• About this exercise:
Write the data below out again, unchanged.

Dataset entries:
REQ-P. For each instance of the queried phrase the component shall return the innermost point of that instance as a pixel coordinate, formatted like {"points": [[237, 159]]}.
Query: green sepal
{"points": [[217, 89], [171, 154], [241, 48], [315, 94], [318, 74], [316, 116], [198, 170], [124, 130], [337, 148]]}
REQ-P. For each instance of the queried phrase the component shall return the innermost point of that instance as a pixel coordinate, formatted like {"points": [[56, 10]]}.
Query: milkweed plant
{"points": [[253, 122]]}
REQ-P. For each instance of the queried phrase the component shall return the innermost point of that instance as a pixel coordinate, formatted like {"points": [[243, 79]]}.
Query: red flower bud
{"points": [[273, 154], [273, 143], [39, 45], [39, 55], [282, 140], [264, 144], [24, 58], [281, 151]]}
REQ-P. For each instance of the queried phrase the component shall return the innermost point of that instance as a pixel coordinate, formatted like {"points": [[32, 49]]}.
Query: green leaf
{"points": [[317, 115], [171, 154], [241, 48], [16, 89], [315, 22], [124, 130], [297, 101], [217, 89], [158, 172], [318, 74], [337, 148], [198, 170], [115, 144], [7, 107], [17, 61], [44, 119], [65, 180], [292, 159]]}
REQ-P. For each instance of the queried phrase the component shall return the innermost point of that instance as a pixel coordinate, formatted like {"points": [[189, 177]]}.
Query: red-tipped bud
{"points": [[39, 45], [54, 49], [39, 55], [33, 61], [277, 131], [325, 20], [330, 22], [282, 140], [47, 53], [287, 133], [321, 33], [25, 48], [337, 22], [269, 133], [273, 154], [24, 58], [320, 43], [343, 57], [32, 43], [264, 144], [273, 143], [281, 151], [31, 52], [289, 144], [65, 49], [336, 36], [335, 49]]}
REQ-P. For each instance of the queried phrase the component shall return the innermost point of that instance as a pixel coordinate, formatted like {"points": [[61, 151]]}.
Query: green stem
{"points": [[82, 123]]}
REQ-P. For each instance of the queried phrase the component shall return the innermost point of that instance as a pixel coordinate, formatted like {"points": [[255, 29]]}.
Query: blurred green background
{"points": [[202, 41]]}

• Response to the exercise:
REQ-P. For each instance of the queried phrase the component shall return the innermost point of that instance as a pixel coordinate, formatted like {"points": [[237, 159]]}.
Query: green sepal
{"points": [[217, 89], [171, 154], [241, 48], [315, 94], [318, 74], [316, 116], [198, 170], [124, 130], [337, 148]]}
REQ-P. For each instance of the queried phrase the component shall return the innermost point of that instance as a pixel coordinate, formatted like {"points": [[56, 10]]}.
Query: milkweed plant
{"points": [[253, 122]]}
REQ-P. For each instance of the queried phrase the component shall return the innermost point of that instance as a pixel coordinate, formatted like {"points": [[243, 79]]}.
Query: red flower bud
{"points": [[273, 154], [273, 143], [39, 45], [39, 55], [282, 140], [264, 144], [24, 58], [281, 151]]}
REQ-P. For each instance of the queried phrase the component shall return the innermost point of that instance as a pixel coordinate, formatted like {"points": [[32, 49]]}.
Query: green leaf
{"points": [[317, 115], [171, 154], [241, 48], [16, 89], [315, 22], [124, 130], [297, 101], [217, 89], [158, 172], [318, 74], [337, 148], [198, 170], [115, 144], [7, 107], [17, 61], [44, 119], [65, 180], [292, 159]]}
REQ-P. For each instance of the queried phrase the component shall return the innermost point of that instance as a pixel coordinate, formatted like {"points": [[189, 177]]}.
Query: red-tipped bud
{"points": [[39, 45], [54, 49], [39, 55], [33, 61], [277, 131], [325, 20], [330, 22], [282, 140], [47, 53], [287, 133], [321, 33], [25, 48], [337, 22], [269, 133], [273, 154], [24, 58], [320, 43], [343, 57], [32, 43], [264, 144], [273, 143], [281, 151], [31, 52], [289, 144], [65, 49], [336, 36], [335, 49]]}
REQ-P. For each instance of the queried phrase the component shall return the innermost point of that instance as a pixel coordinate, formatted like {"points": [[61, 151]]}.
Query: green stem
{"points": [[82, 123]]}
REQ-P. For each instance of the queried phrase the component shall return the innermost point of that instance as a pixel coordinate, formatted like {"points": [[255, 29]]}.
Query: blurred green background
{"points": [[202, 41]]}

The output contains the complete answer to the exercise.